**THE TASK:**
Restate the complete material exactly.
━━ DATASET EXTRACT
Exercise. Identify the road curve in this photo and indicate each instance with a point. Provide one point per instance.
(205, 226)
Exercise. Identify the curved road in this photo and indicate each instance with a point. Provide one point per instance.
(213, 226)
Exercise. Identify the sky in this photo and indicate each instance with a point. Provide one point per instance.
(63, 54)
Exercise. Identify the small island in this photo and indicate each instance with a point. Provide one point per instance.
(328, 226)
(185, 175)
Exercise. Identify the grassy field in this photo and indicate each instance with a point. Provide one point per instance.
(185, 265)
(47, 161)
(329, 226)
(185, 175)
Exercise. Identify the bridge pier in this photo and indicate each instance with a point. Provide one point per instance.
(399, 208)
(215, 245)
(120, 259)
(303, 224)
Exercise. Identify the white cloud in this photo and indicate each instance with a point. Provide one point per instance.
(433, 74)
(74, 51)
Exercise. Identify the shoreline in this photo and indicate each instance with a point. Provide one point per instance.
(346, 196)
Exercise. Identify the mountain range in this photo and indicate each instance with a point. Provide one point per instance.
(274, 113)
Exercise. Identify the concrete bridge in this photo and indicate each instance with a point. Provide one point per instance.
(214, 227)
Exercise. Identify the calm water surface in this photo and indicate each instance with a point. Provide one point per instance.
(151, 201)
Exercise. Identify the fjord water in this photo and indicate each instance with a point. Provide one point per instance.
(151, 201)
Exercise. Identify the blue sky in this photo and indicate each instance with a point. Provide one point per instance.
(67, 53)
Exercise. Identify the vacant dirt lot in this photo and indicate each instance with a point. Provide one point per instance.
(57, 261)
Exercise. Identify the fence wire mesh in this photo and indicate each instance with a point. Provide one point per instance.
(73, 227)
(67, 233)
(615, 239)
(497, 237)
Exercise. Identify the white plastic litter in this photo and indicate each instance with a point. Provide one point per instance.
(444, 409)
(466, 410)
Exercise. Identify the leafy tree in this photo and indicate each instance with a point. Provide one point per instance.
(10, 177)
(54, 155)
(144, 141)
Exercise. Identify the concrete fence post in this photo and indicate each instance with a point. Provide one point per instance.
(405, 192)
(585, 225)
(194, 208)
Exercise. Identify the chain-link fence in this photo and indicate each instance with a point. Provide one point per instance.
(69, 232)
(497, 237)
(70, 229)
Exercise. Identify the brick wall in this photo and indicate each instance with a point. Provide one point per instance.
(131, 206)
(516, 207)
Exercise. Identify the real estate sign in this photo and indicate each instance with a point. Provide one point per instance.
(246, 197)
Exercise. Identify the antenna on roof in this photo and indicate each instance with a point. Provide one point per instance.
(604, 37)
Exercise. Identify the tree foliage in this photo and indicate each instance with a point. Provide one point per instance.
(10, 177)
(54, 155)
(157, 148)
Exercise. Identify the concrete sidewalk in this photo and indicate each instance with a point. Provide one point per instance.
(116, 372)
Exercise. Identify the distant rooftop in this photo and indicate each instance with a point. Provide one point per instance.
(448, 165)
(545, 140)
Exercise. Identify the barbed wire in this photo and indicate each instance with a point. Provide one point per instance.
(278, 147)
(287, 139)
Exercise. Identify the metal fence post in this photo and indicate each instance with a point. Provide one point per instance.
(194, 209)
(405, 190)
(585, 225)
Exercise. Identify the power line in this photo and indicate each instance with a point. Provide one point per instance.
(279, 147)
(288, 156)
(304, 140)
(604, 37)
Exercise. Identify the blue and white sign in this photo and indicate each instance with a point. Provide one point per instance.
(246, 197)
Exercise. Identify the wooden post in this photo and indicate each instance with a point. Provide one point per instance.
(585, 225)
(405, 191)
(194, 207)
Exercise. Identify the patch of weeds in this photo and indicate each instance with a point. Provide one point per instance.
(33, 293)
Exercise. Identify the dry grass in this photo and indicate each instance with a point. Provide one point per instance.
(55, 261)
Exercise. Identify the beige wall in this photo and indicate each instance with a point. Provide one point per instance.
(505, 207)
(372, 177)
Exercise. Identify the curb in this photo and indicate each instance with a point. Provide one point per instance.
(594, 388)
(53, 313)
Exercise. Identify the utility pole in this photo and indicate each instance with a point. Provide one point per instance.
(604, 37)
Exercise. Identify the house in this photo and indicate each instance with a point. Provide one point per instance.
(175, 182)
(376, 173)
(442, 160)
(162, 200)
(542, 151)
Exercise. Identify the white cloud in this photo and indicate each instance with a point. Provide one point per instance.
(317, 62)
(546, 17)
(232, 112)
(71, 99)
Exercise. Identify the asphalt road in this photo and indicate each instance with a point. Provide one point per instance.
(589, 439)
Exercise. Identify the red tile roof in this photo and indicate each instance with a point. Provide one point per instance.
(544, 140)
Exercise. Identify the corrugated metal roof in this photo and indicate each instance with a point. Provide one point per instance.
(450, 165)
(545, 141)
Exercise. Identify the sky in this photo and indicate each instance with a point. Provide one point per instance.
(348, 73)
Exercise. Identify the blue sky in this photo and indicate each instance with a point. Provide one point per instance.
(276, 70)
━━━━
**REPLY:**
Exercise. Identify the road curve in this photo and indicate each instance with a point. Provide one point per instance.
(205, 226)
Exercise. Identify the curved road in this photo and indicate each instance with a point. Provide one point per instance.
(213, 226)
Exercise. Identify the sky in this photo and indicate each instance with a point. Provide one point per instance.
(63, 54)
Exercise. Identify the small island in this photo and indicate each instance with a point. Provide one point per instance.
(328, 226)
(185, 175)
Exercise. Identify the grassy field in this photo and indicate each instance with a point. Provide one point per instance.
(185, 265)
(47, 161)
(329, 226)
(185, 175)
Exercise. Identify the bridge pier in this photo and indicate each instance with a point. Provide one point per instance.
(399, 208)
(215, 245)
(120, 259)
(303, 224)
Exercise. Identify the white cloud in this photo and indicate each instance with a point. Provide one point per instance.
(433, 74)
(74, 51)
Exercise. Identify the shoreline in this photo and indicate each instance with a point. Provide one point per instance.
(346, 196)
Exercise. Identify the mountain range in this photo and indicate each instance with a point. Provide one point per instance.
(274, 113)
Exercise. Identify the concrete bridge in this photo and indicate each instance with a point. Provide one point per instance.
(214, 227)
Exercise. Identify the calm water surface in this photo and indicate each instance with a point. Provide one point per instance.
(151, 201)
Exercise. Identify the fjord water in this photo and indicate each instance with a point. Provide one point per instance.
(151, 201)
Exercise. Identify the blue sky in this photo and indicate each instance with a point. Provide one point per instance.
(67, 53)
Exercise. Identify the vacant dirt lot in this photo and indicate each instance with a point. Provide one point per instance.
(57, 261)
Exercise. Identify the fence wire mesh in this photo and indicate each instance with a point. Provide one point per instance.
(73, 227)
(67, 233)
(615, 239)
(497, 237)
Exercise. Identify the white plastic litter in this photo and indicate each instance with a point. Provide one point per instance.
(444, 409)
(466, 410)
Exercise. Identify the leafy tree in this photo and indicate each instance with a point. Provide one point per instance.
(10, 177)
(54, 155)
(144, 141)
Exercise. Identify the concrete fence post in this photo and indicate each instance with a point. Provide one point per instance.
(405, 192)
(585, 225)
(194, 208)
Exercise. Identify the chain-link fence in this photo and indicate each instance with a point. Provide one point per instance.
(69, 232)
(497, 237)
(70, 229)
Exercise. Identify the brick wall in this photo and indicate each instance with a point. Provide one point per instance.
(131, 206)
(516, 207)
Exercise. Identify the real estate sign in this photo and indicate each instance with a point. Provide one point per instance.
(246, 197)
Exercise. Identify the antenna on roof in this photo and indicate each instance with a point. Provide one point per instance.
(604, 37)
Exercise. Identify the tree foliage in this photo and indicate each instance with a point. Provide one point per instance.
(10, 177)
(54, 155)
(157, 148)
Exercise. Identify the concrete sidewalk in this photo and indicate each instance with a point. Provide one point per instance.
(116, 372)
Exercise. Identify the distant rooftop in this photo and indicate each instance with a point. Provide one point per instance.
(448, 165)
(545, 140)
Exercise. Identify the barbed wire in this photo and indicate each instance with a point. Provide one point per instance.
(278, 147)
(287, 139)
Exercise. Identify the metal fence post in this photo and indicate each instance with a point. Provide one point per instance.
(194, 209)
(405, 190)
(585, 225)
Exercise. Identify the power line in this photo and indicate each instance with a point. Provide one point per instance.
(279, 147)
(288, 156)
(304, 140)
(604, 37)
Exercise. Identify the blue and white sign in this photo and indicate each instance with a point. Provide one point per instance.
(246, 197)
Exercise. Identify the wooden post in this photo and indicate each instance with a point. Provide one point per instance.
(585, 225)
(405, 191)
(194, 207)
Exercise. Identify the patch of weeds in this photo and indicate each instance with a point. Provide one point per instance.
(33, 293)
Exercise. Identify the dry grass in this photo and indicate each instance with a point. Provide one point per instance.
(55, 261)
Exercise. Identify the beige wall in this photo and indicate each instance with a point. Provide one point per instance.
(505, 207)
(372, 177)
Exercise. Identify the curb in this photo and indicate each instance with a point. Provide one point per instance.
(594, 388)
(53, 313)
Exercise. Identify the utility pole in this photo and indicate each instance with a point. Provide one point per instance.
(604, 37)
Exercise. Identify the house in this photo and indicate each instance with a point. Provide one point per instance.
(175, 182)
(376, 173)
(442, 160)
(162, 200)
(542, 151)
Exercise. Identify the white cloud in this photo and indicate each instance with a point. Provide one point per instance.
(317, 62)
(546, 17)
(232, 112)
(71, 99)
Exercise. Identify the asphalt road in this photo and indicate each instance with a point. Provide one point per instance.
(589, 439)
Exercise. Identify the red tile roof in this photo and indicate each instance with a point. Provide one point per instance.
(544, 140)
Exercise. Identify the corrugated metal roof in this photo and indicate each instance with a point. Provide one point per instance.
(450, 165)
(545, 141)
Exercise. Identify the sky in this photo and indicate each instance with a point. Provide one point per instance.
(348, 73)
Exercise. Identify the blue sky in this photo and indicate each instance with a point. Provide one point per instance.
(276, 70)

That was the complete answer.